# What this exercise asks:
1) In the passage on venting anger, start at the words "You may feel" and stop after "lash out at.". Write that stretch again, swapping "damage" for "harm".
2) According to the passage on venting anger, what is the temporary sense of relief from a surge of anger called?
3) Decide whether each statement agrees with the passage on venting anger, and back each answer with the deciding words: (a) venting reduces anger; (b) blaming makes people angrier; (c) Dr Steven Stosny describes angry people as poor self-regulators.

# Source passage:
You may feel better after you’ve vented your anger at someone but there’s little point because:
- Venting does not diminish it.
- The feeling intensifies.
- You create fresh damage – to the person you lash out at.
So why do we do it?
Dr Steven Stosny says angry people have a strong sense of entitlement about how the world should look and others should act. They are poor self-regulators who attribute the source of discomfort outside themselves. Poor self-regulation leaves people unable to act in the long-term consistent with their deepest values. Their bravado may appear as strength in particular when it tilts towards aggression but it masks weak self-control.
When things don’t go their way they lash out at other people or things believing their anger is a justified reaction to an unfair world.
“If they hadn’t have done that, I wouldn’t be angry.” (They genuinely believe this.)
The surge of anger provides ‘a shot of adrenaline-driven energy’ that has amphetamine and analgesic effects, providing a sense of power that also numbs the pain.
That sense of relief is called catharsis but it’s temporary and illusory.
This is whether you vent at a person or a thing, punch walls or pillows or kick doors.
Interestingly, blaming makes people even angrier.

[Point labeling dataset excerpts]
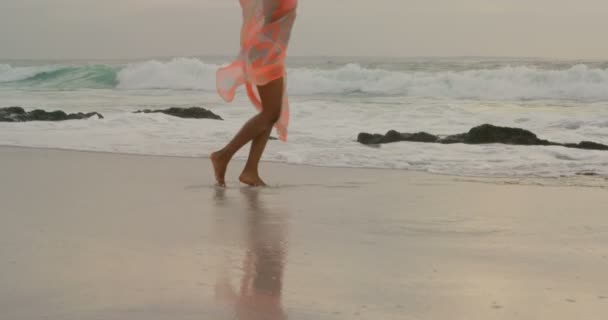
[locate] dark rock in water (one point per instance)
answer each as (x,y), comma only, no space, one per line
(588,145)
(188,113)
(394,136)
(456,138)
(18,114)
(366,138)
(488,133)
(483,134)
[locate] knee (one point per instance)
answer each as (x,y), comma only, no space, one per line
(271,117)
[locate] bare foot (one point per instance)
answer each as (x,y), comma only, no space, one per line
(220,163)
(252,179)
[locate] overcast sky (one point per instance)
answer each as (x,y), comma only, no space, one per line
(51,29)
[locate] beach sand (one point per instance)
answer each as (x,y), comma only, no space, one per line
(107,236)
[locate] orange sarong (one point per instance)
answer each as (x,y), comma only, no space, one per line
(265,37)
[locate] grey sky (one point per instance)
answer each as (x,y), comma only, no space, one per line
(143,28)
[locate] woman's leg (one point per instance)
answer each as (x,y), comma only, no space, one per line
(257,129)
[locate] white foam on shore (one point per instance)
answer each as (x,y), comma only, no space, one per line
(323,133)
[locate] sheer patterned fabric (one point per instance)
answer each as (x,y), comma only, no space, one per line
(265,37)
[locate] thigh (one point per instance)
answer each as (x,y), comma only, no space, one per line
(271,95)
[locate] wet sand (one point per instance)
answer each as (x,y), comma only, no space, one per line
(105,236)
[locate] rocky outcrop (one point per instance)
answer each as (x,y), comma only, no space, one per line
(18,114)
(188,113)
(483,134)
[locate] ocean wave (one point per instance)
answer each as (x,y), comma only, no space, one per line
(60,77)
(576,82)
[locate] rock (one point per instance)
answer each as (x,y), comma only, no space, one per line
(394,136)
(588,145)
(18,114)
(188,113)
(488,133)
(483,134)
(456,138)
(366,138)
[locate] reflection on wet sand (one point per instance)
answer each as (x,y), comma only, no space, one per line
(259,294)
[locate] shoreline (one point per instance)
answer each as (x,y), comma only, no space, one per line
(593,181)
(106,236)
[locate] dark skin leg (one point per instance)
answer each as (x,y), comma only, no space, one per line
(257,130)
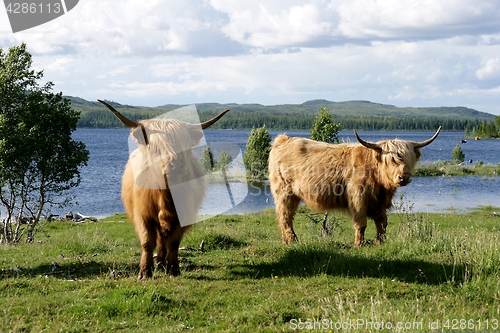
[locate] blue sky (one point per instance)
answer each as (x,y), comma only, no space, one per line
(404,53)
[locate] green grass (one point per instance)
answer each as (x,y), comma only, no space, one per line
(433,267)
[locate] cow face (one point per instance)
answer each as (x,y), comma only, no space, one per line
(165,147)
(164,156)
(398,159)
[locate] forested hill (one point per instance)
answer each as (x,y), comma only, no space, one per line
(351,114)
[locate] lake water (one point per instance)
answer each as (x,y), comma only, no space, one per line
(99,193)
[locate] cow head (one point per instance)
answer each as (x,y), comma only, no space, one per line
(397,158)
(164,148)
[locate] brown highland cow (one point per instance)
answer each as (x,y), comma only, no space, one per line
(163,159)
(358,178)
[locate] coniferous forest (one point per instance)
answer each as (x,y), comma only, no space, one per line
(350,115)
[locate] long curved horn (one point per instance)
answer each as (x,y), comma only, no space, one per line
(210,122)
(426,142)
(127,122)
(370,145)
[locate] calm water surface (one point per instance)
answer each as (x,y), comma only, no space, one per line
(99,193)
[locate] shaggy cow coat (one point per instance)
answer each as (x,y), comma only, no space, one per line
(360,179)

# Final answers:
1)
You may feel better after you’ve vented your anger at someone but there’s little point because:
- Venting does not diminish it.
- The feeling intensifies.
- You create fresh harm – to the person you lash out at.

2) Catharsis.

3)
(a) No: "Venting does not diminish it."
(b) Yes: "blaming makes people even angrier."
(c) Yes: "They are poor self-regulators who attribute the source of discomfort outside themselves."